Page text.
******
FUTURE TRENDS ::
Media and entertainment revenues in the United States grew at more than twice the rate of inflation (9.8 percent per year) between 1992 and 1998, to $488 billion. The combined revenues of these exploding economic sectors, which run the gamut from TV to phone service, print to the Internet, movies to spectator sports, are expected to grow an average of 8.3 percent per year to top the $1 trillion mark in 10 years.
By 2008, the major change in film revenues is expected to come from emerging technologies that have existed for several years but have not yet been a major factor - pay-per-view, direct broadcast satellite, and video-on-demand. By the end of the last decade, the theatrical box office dipped to 25% of worldwide revenues and is expected to take a slight dip again to 24.4%. Home video, which had been decreasing in importance throughout the 1990’s, will see a significant decrease from 41% of total revenues to 35.7%.
New technologies are volatile in their movements and can change at any time. DVD, for example, which came into the American market later than expected due to problems with determining standards, is now supported by all the major studios. What impact will the new technologies have on theater attendance? Many different projections appear in the news media. A 500 channel television universe seems less certain than it did 10 years ago. Most experts believe that theatrical exhibition will always be the vehicle that drives the popularity of products played in the home and other outlets. However, new digital technology for exhibition has recently been developed that will dynamically lower the cost of filmmaking in the next 5 to 10 years. New technologies aside, theatrical exhibition is not likely to disappear during our lifetime and continues to flourish.
******
Records provided.
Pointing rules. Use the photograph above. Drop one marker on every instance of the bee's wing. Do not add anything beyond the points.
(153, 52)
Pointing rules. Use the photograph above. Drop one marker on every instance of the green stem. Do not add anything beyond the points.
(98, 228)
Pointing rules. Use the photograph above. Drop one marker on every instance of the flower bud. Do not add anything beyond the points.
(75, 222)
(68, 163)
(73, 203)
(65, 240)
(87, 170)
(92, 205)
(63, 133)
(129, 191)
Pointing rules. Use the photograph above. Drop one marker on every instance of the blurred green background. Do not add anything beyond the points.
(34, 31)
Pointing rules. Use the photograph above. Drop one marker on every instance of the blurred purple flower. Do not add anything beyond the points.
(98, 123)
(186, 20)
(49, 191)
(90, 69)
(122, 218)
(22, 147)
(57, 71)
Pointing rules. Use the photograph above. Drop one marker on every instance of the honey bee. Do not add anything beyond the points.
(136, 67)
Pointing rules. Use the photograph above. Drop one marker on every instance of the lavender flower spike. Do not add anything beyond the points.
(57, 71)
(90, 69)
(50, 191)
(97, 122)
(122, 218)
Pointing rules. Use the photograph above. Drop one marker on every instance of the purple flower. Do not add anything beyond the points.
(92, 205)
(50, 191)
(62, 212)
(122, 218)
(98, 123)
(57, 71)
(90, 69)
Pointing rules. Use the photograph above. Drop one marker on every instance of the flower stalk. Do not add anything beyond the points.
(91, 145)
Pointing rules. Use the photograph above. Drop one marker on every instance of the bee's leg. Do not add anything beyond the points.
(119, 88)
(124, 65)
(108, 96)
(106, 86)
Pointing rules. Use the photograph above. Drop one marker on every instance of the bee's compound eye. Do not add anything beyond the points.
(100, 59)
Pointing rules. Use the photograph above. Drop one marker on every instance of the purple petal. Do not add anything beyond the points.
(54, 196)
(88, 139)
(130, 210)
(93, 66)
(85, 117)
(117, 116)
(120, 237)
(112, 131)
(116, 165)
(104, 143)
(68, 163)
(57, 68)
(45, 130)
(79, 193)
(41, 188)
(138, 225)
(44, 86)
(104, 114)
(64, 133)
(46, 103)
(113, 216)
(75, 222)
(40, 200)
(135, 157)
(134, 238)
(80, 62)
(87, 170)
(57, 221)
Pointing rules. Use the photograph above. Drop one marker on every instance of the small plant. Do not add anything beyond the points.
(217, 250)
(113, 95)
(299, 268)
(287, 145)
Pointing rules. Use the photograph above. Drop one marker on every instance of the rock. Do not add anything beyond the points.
******
To be done.
[1] According to the future trends text, what share of worldwide revenues had the theatrical box office dipped to by the end of the last decade?
[2] Write out the stretch of the future trends text from "New technologies are" through "continues to flourish.", substituting "Blu-ray" for "DVD".
The records can be left aside.

Responses.
[1] It had dipped to 25% of worldwide revenues.

[2]
New technologies are volatile in their movements and can change at any time. Blu-ray, for example, which came into the American market later than expected due to problems with determining standards, is now supported by all the major studios. What impact will the new technologies have on theater attendance? Many different projections appear in the news media. A 500 channel television universe seems less certain than it did 10 years ago. Most experts believe that theatrical exhibition will always be the vehicle that drives the popularity of products played in the home and other outlets. However, new digital technology for exhibition has recently been developed that will dynamically lower the cost of filmmaking in the next 5 to 10 years. New technologies aside, theatrical exhibition is not likely to disappear during our lifetime and continues to flourish.